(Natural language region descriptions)
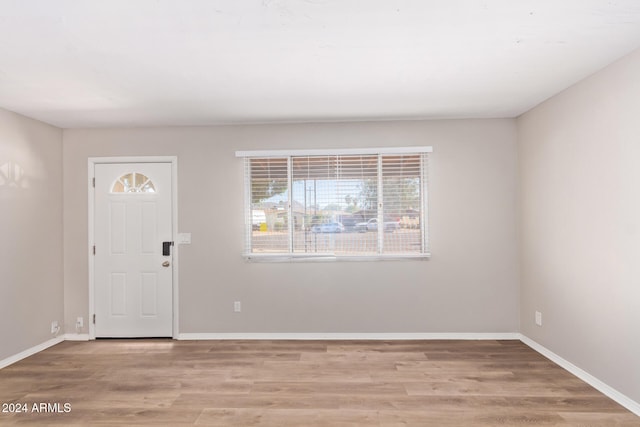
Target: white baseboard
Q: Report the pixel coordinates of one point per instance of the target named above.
(30, 352)
(605, 389)
(76, 337)
(350, 336)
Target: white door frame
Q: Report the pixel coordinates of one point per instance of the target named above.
(174, 225)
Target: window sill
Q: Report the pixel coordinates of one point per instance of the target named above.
(332, 258)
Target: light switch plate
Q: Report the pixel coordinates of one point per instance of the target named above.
(184, 238)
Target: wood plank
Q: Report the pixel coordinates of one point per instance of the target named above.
(314, 383)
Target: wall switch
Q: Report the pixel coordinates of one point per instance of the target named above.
(538, 318)
(184, 238)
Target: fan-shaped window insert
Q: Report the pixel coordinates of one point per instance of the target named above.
(133, 182)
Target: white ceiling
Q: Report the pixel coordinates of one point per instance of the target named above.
(88, 63)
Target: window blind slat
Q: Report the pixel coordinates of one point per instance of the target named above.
(356, 206)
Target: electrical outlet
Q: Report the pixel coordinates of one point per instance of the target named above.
(538, 318)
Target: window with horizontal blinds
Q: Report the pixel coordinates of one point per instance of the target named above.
(344, 205)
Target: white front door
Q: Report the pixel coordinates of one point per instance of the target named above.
(132, 276)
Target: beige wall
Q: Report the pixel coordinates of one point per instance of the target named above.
(580, 186)
(31, 283)
(470, 284)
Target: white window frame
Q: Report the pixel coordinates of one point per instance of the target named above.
(289, 154)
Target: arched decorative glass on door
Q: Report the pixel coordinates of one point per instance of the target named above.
(133, 182)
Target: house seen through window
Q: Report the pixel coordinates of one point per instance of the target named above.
(309, 204)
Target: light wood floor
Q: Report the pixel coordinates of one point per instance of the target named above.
(300, 383)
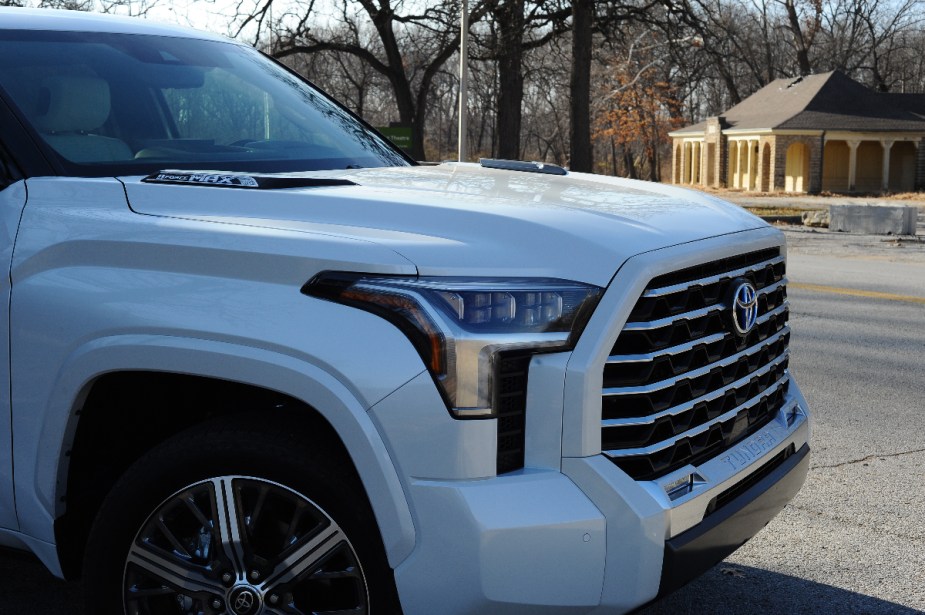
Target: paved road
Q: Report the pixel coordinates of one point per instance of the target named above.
(854, 539)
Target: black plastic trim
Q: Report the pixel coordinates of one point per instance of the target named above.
(20, 145)
(690, 554)
(242, 180)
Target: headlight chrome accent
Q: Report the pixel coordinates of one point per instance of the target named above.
(460, 325)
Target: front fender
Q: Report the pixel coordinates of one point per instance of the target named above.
(40, 504)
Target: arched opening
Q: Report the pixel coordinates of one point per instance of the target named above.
(677, 164)
(870, 167)
(710, 173)
(766, 168)
(731, 161)
(835, 161)
(796, 178)
(744, 175)
(902, 167)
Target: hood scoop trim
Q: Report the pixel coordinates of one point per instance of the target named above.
(235, 180)
(521, 165)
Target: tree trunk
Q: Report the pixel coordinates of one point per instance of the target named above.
(510, 19)
(580, 151)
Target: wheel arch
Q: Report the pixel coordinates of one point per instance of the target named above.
(69, 484)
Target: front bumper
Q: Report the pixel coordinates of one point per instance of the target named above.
(692, 553)
(589, 539)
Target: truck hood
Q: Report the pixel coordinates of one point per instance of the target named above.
(461, 219)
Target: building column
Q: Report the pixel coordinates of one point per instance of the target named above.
(887, 146)
(703, 163)
(852, 163)
(693, 176)
(738, 171)
(749, 175)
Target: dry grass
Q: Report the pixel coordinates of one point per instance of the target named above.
(775, 211)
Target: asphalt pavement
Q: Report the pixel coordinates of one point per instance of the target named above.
(853, 541)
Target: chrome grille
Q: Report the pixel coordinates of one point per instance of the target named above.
(681, 385)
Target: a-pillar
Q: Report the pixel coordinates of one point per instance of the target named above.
(852, 163)
(887, 146)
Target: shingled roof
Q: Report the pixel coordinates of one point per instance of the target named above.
(828, 101)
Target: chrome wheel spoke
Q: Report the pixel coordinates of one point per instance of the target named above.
(228, 524)
(172, 571)
(308, 556)
(231, 536)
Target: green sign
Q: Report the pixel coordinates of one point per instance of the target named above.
(399, 135)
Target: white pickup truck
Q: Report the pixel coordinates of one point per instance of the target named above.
(260, 362)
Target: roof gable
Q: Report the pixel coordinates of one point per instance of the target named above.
(827, 101)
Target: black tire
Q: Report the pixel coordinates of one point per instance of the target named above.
(238, 517)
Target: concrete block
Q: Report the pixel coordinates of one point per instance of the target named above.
(873, 219)
(817, 219)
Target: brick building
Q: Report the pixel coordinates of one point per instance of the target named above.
(816, 133)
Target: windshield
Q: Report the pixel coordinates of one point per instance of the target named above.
(120, 104)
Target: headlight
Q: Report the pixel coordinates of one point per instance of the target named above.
(460, 325)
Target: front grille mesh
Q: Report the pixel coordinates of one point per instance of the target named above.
(681, 385)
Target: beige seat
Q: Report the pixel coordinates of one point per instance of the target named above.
(76, 107)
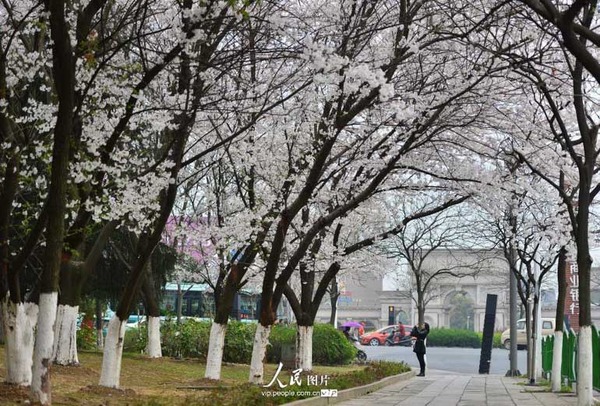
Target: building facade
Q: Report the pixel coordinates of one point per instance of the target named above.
(483, 273)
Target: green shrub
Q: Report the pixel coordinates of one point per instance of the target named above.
(135, 339)
(330, 346)
(86, 337)
(447, 337)
(280, 335)
(186, 340)
(190, 340)
(239, 340)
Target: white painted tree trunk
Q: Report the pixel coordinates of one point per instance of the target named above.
(584, 367)
(259, 349)
(42, 352)
(19, 322)
(214, 357)
(153, 347)
(113, 353)
(556, 377)
(304, 348)
(64, 350)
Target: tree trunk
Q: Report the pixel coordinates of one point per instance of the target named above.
(64, 350)
(99, 325)
(259, 350)
(216, 345)
(42, 352)
(153, 347)
(19, 322)
(557, 361)
(179, 302)
(334, 294)
(304, 347)
(113, 353)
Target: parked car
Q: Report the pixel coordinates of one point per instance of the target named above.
(378, 337)
(547, 329)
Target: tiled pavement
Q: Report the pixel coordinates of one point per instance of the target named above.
(440, 388)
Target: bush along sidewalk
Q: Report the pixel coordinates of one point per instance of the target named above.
(189, 339)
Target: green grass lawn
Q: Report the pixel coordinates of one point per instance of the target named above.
(169, 381)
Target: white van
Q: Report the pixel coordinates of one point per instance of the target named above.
(547, 329)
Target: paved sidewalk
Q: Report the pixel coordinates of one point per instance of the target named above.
(441, 388)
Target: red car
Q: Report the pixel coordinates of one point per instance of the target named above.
(378, 337)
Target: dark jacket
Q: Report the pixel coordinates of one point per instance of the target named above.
(420, 335)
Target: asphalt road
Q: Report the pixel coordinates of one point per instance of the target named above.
(457, 360)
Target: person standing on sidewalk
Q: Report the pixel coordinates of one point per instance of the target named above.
(419, 333)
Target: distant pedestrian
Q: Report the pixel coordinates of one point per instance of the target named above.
(420, 332)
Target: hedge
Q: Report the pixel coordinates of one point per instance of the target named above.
(190, 340)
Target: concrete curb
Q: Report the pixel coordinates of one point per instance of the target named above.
(352, 393)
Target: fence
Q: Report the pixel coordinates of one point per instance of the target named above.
(569, 357)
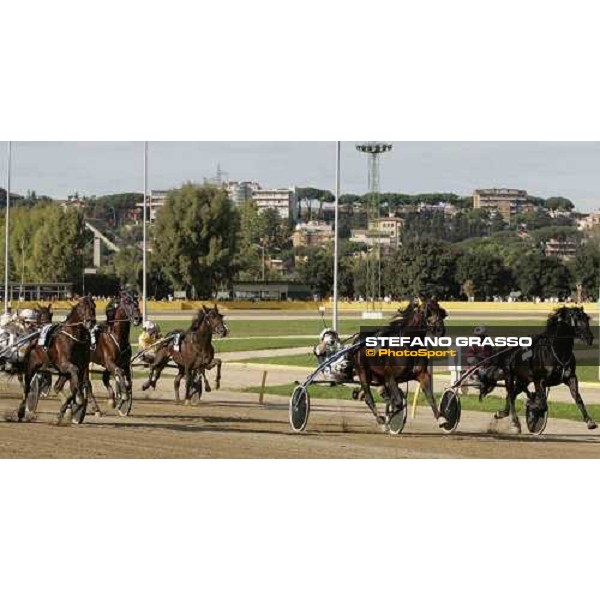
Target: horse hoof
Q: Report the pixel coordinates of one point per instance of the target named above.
(29, 417)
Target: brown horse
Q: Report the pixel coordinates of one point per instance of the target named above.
(194, 355)
(68, 352)
(112, 351)
(414, 322)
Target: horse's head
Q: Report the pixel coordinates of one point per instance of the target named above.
(44, 314)
(581, 324)
(573, 319)
(85, 312)
(434, 316)
(216, 321)
(131, 309)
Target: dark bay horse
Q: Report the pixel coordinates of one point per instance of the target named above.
(195, 354)
(113, 352)
(548, 363)
(414, 322)
(68, 352)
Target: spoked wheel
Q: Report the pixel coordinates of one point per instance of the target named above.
(396, 415)
(450, 408)
(299, 409)
(537, 419)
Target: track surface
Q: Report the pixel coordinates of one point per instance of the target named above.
(229, 424)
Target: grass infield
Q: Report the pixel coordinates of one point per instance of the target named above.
(491, 404)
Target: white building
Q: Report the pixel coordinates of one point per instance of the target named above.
(241, 191)
(589, 222)
(284, 201)
(156, 202)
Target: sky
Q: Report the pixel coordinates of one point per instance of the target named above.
(570, 169)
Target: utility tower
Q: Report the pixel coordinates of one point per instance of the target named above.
(374, 151)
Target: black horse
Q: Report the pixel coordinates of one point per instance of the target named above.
(548, 363)
(417, 321)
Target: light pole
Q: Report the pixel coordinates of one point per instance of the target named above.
(7, 229)
(144, 249)
(336, 238)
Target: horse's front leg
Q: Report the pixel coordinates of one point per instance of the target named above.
(156, 369)
(30, 373)
(370, 402)
(177, 382)
(219, 363)
(72, 372)
(573, 384)
(426, 382)
(189, 388)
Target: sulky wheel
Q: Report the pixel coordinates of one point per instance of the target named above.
(299, 408)
(450, 409)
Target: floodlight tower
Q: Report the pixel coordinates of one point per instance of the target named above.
(374, 150)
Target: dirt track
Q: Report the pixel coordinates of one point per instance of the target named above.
(233, 425)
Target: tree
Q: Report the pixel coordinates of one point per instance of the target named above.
(585, 269)
(196, 238)
(543, 276)
(559, 203)
(57, 246)
(315, 268)
(485, 272)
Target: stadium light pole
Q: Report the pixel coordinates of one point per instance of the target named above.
(6, 219)
(144, 249)
(336, 237)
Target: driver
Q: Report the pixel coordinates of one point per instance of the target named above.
(327, 346)
(149, 336)
(29, 319)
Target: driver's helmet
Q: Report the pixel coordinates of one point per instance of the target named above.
(328, 337)
(149, 326)
(480, 330)
(29, 315)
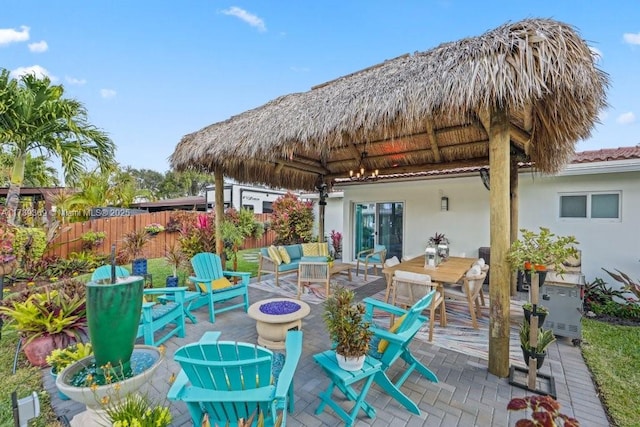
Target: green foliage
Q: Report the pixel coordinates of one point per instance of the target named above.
(545, 337)
(60, 358)
(541, 249)
(345, 323)
(29, 245)
(57, 313)
(91, 239)
(292, 219)
(611, 353)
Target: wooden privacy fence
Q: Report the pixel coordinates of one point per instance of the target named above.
(69, 238)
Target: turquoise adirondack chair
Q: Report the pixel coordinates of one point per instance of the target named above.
(214, 287)
(230, 381)
(398, 338)
(166, 318)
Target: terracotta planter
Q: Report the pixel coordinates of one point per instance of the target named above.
(38, 349)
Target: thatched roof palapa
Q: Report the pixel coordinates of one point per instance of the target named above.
(419, 112)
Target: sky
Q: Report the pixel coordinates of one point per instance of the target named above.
(149, 72)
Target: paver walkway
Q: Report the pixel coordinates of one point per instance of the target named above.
(467, 394)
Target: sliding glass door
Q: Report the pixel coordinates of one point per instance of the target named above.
(379, 224)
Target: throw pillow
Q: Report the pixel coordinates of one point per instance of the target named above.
(383, 344)
(284, 255)
(216, 284)
(323, 249)
(310, 249)
(274, 254)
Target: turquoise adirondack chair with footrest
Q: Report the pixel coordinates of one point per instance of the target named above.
(214, 285)
(232, 381)
(398, 338)
(166, 316)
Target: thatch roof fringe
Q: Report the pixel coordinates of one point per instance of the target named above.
(537, 68)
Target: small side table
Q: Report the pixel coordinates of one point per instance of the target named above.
(343, 380)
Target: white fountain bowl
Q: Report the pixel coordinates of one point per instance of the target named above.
(92, 398)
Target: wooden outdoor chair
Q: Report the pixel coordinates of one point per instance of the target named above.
(313, 272)
(469, 290)
(374, 257)
(408, 287)
(214, 286)
(231, 381)
(390, 345)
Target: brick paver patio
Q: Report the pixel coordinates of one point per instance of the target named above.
(467, 394)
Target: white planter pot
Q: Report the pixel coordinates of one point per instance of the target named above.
(350, 363)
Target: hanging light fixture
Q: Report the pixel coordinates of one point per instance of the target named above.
(361, 174)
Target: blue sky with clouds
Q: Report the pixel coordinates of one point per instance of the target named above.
(151, 71)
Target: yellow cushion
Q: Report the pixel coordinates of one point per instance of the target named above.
(323, 249)
(274, 254)
(220, 283)
(284, 255)
(310, 249)
(383, 344)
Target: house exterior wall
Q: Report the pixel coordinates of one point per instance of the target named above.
(611, 244)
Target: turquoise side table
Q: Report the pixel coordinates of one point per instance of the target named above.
(344, 380)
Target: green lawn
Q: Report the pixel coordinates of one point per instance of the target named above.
(613, 356)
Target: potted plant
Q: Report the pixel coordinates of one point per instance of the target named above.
(541, 310)
(133, 244)
(175, 258)
(60, 358)
(347, 328)
(538, 352)
(535, 252)
(46, 321)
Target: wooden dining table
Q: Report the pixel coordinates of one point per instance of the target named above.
(451, 270)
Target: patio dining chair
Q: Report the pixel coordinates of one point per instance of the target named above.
(313, 272)
(408, 287)
(374, 257)
(393, 344)
(233, 381)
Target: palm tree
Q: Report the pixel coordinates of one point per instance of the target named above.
(34, 116)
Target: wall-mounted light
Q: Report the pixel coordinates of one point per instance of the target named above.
(444, 203)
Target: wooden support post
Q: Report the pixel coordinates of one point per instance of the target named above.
(500, 232)
(513, 191)
(219, 197)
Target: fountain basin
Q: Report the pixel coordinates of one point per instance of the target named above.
(144, 361)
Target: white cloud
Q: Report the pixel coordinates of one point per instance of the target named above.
(107, 93)
(626, 118)
(75, 81)
(247, 17)
(9, 35)
(38, 47)
(33, 69)
(631, 38)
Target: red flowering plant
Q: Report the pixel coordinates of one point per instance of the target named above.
(545, 412)
(7, 237)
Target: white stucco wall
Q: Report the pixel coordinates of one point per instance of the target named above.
(604, 243)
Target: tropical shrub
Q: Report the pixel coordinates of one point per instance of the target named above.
(292, 219)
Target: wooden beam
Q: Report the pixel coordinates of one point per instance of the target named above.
(514, 204)
(219, 209)
(499, 290)
(433, 142)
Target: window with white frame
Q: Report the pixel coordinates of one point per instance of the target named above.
(590, 205)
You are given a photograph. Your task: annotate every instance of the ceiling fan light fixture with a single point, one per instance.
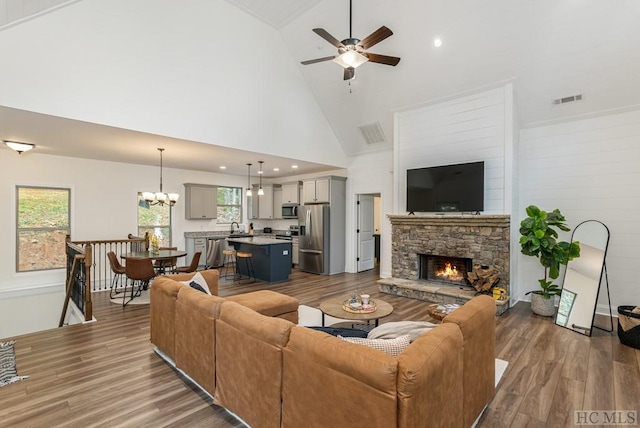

=== WHAT YOU SHOULD DO ===
Each line of the records that contains the string "switch" must be copied.

=== ANSWER TO THE PROBLEM ===
Target: light switch plate
Target: wall switch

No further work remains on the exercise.